- TASK TO COMPLETE
Where a line below contains "thumb", count it. Reply with the total only.

- RECORDS TO USE
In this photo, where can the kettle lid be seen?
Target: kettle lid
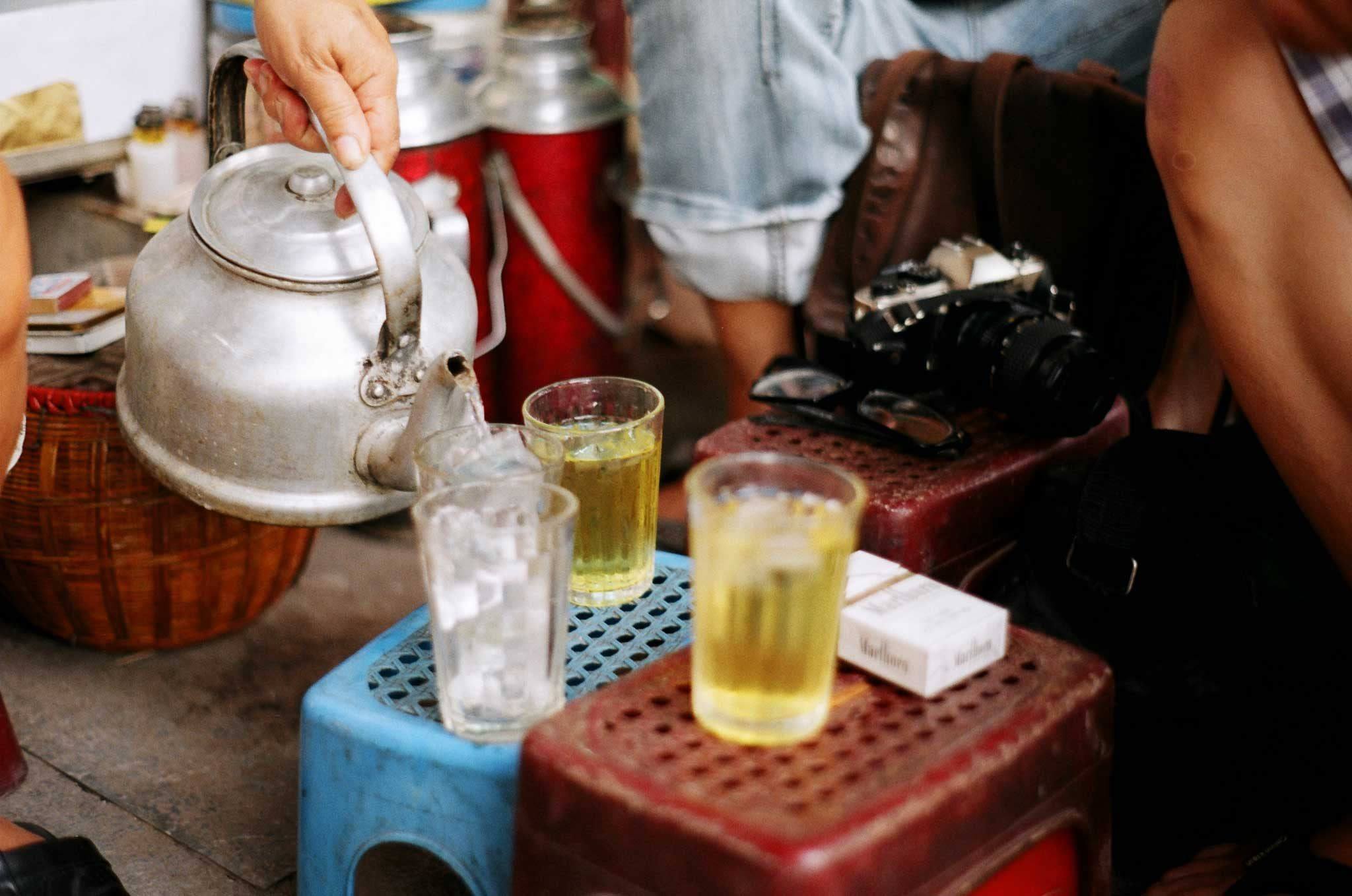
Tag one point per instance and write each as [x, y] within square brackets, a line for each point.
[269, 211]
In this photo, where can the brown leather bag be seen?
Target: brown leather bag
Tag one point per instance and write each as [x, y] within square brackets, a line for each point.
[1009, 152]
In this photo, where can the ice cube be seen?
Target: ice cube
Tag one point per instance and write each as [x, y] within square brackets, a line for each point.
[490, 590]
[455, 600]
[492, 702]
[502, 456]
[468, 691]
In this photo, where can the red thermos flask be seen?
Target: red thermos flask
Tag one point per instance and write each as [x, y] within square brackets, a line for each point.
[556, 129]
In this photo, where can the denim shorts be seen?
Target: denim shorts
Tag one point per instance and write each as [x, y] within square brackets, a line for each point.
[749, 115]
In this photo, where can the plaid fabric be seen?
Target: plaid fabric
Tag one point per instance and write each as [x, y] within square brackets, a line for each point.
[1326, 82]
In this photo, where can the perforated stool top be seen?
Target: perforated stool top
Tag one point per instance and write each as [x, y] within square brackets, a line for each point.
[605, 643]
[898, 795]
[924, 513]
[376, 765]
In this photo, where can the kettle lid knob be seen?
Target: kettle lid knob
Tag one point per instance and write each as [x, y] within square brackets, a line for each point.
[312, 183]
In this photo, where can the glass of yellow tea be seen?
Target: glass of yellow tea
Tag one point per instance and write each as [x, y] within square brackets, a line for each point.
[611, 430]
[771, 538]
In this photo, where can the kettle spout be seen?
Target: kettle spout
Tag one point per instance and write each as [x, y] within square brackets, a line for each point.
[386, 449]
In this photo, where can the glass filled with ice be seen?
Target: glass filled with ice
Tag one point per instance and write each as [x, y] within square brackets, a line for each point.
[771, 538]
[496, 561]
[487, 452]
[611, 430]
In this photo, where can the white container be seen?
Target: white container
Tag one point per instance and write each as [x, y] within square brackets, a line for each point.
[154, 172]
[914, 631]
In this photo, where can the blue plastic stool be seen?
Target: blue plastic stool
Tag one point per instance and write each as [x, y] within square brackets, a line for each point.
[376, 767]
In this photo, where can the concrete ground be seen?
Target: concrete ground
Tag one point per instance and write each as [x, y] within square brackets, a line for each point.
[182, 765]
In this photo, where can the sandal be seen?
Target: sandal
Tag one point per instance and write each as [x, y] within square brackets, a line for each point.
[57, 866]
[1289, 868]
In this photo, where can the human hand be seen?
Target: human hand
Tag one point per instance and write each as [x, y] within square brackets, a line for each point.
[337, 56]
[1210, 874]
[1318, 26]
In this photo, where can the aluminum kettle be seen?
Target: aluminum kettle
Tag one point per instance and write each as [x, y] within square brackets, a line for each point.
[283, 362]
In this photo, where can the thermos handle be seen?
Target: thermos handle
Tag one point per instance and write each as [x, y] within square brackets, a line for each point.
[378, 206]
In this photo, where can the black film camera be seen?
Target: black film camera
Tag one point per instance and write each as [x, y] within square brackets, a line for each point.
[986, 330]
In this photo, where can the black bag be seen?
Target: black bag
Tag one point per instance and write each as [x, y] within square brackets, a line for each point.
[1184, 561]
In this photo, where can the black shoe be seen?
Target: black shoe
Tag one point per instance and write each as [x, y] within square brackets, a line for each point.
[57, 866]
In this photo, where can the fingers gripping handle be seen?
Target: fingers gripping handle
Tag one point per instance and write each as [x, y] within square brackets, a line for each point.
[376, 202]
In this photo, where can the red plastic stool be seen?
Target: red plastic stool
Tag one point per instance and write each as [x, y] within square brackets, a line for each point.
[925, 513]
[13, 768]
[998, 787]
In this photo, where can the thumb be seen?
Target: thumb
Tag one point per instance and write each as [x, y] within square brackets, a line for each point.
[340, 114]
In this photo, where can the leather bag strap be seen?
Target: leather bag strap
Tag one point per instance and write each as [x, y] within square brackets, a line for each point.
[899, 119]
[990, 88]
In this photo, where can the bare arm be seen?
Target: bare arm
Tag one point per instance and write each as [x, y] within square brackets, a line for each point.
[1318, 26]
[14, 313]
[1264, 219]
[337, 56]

--

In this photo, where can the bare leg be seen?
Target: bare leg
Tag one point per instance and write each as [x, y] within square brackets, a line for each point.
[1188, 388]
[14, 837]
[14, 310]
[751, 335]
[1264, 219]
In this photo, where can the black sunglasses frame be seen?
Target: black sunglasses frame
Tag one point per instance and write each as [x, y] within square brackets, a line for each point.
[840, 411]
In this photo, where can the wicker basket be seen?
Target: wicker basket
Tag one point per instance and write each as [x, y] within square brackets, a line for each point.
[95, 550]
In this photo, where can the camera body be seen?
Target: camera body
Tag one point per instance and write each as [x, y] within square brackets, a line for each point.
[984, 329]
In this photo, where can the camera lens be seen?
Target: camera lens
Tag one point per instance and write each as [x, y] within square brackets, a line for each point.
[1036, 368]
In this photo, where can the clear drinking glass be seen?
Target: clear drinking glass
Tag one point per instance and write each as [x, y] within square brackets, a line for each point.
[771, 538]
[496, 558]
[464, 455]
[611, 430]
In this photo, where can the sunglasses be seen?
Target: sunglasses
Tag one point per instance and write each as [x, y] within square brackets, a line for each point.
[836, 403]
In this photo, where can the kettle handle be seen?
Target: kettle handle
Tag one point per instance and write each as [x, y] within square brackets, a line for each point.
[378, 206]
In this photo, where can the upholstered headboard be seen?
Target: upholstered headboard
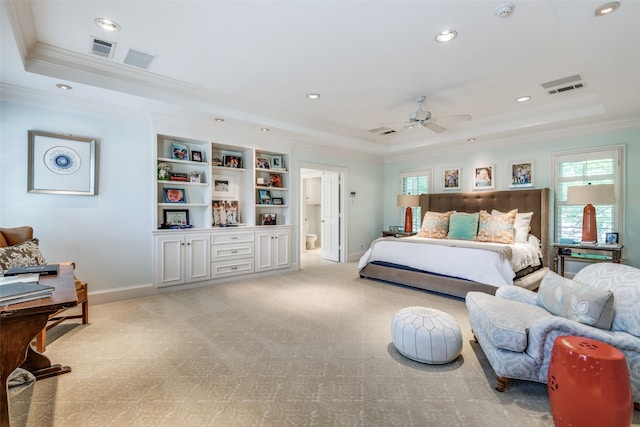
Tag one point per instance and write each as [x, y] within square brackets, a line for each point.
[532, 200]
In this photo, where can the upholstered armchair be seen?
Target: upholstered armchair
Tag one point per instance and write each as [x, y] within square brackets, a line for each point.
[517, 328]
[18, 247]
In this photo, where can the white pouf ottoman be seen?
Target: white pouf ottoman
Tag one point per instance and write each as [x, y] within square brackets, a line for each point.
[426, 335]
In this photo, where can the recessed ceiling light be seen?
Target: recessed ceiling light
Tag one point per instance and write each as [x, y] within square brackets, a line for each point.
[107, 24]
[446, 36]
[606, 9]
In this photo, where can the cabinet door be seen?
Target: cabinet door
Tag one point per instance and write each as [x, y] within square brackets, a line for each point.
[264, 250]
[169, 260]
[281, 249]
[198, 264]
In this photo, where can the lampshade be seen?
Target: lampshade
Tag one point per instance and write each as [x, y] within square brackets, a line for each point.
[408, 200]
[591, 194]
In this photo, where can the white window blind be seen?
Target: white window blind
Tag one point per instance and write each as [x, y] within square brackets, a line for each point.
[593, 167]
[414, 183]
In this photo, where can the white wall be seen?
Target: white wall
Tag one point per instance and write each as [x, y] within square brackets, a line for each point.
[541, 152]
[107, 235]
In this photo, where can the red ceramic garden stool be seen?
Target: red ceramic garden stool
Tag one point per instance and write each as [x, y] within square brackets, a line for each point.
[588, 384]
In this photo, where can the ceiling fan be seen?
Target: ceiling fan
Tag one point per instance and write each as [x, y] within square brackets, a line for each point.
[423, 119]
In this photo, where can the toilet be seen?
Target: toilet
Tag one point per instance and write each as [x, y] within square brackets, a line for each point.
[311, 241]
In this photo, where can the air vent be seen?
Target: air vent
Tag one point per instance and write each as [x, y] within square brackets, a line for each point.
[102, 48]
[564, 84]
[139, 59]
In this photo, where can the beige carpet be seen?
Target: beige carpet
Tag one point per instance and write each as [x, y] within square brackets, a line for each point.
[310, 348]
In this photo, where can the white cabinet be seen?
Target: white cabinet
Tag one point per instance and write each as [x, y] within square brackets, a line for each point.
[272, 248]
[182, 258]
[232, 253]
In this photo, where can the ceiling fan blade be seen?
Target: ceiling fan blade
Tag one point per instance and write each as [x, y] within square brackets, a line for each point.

* * *

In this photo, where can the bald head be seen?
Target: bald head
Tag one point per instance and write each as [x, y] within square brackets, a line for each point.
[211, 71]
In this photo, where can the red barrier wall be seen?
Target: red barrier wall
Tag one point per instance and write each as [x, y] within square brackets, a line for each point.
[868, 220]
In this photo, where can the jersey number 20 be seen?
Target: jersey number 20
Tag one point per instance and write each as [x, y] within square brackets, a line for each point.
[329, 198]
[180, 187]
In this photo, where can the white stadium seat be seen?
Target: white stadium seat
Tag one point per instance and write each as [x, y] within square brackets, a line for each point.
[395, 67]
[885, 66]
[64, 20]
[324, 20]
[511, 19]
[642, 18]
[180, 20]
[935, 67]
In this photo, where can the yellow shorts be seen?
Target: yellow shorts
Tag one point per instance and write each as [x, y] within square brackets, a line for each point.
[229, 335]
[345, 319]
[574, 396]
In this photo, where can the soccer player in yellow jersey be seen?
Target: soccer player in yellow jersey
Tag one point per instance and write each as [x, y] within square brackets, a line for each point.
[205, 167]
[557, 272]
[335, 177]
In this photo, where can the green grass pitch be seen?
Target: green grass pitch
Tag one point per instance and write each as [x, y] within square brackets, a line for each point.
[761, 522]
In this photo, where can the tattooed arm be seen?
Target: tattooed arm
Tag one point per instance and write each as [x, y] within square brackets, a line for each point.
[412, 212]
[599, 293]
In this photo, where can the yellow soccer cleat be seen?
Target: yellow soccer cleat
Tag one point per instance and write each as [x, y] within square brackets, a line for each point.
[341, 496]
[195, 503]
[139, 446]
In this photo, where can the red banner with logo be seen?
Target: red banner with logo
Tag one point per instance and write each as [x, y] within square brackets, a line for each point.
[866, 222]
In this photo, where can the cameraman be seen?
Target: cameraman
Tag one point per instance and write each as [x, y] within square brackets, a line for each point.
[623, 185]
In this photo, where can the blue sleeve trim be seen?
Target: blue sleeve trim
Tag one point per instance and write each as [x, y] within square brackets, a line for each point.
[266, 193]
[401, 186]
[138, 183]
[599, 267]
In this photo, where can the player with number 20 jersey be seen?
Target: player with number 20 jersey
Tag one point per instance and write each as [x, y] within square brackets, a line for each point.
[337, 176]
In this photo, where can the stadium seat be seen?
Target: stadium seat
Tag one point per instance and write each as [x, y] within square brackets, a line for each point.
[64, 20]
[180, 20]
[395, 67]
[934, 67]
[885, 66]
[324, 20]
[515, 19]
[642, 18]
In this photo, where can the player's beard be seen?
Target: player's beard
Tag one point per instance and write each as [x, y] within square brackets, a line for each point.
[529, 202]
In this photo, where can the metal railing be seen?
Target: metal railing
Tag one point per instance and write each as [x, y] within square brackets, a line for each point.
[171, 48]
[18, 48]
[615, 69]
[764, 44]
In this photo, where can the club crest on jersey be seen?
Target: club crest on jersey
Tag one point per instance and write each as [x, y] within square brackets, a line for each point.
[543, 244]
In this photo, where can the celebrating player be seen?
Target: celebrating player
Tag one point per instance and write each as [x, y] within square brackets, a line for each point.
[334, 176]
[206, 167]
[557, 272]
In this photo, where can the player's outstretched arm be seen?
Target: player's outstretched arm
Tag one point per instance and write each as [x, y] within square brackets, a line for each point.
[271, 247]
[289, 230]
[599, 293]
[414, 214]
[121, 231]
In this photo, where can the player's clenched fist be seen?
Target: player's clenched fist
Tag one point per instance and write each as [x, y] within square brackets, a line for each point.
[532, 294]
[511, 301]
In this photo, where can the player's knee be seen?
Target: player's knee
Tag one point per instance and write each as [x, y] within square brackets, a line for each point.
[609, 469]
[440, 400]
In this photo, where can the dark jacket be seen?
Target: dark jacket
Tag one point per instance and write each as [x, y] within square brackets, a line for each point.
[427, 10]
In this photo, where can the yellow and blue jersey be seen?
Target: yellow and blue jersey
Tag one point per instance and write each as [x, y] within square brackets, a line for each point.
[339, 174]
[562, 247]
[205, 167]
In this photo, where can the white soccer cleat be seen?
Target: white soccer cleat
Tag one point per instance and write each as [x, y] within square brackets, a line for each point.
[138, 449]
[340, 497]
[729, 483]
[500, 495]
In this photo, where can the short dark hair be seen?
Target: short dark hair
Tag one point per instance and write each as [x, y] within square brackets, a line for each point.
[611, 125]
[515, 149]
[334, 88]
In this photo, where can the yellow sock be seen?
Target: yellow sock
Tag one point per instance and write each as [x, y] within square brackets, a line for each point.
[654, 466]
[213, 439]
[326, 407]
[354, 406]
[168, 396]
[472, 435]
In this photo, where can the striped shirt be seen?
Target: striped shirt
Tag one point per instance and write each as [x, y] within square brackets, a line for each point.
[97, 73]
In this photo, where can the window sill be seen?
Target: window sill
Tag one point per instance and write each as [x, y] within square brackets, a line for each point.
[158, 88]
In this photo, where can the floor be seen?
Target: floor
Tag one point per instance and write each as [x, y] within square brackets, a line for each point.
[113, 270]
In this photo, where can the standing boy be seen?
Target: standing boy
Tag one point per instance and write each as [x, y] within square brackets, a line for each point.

- REPLY TO THE TASK
2